**Task brief**
Turn all the rows below into a Markdown table with two columns, No. and Text. Number each line in order, and leave out any blank lines.
◆ ◆ ◆
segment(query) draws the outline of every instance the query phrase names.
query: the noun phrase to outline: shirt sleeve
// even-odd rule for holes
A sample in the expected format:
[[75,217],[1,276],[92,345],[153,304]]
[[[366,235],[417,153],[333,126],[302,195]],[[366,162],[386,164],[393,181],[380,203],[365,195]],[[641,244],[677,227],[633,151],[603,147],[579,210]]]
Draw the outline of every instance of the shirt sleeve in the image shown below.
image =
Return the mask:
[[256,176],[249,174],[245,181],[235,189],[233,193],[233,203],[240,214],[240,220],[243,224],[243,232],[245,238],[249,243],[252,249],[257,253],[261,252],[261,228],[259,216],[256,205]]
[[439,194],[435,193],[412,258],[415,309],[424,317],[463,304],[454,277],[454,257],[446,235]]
◆ ◆ ◆
**Response for this exercise**
| No. | Text |
|---|---|
| 1 | segment(query) draws the outline of every instance the query phrase names. |
| 2 | query: the noun phrase to outline: shirt sleeve |
| 3 | // even-odd rule for holes |
| 4 | A sample in the expected format: |
| 5 | [[75,217],[1,276],[92,345],[153,304]] |
| 6 | [[[366,235],[417,153],[333,126],[302,195]],[[366,162],[386,164],[393,181],[380,203],[365,195]],[[641,244],[677,227],[633,151],[603,147],[579,210]]] |
| 7 | Draw the outline of every instance of the shirt sleeve in the image shown below. |
| 8 | image = |
| 9 | Return the mask: |
| 10 | [[256,176],[249,174],[245,181],[235,189],[233,193],[233,203],[240,214],[240,220],[243,224],[243,232],[245,238],[249,243],[252,249],[257,253],[261,252],[261,228],[259,216],[256,205]] |
| 11 | [[439,194],[435,193],[412,258],[415,309],[424,317],[463,304],[454,277],[454,257],[446,235]] |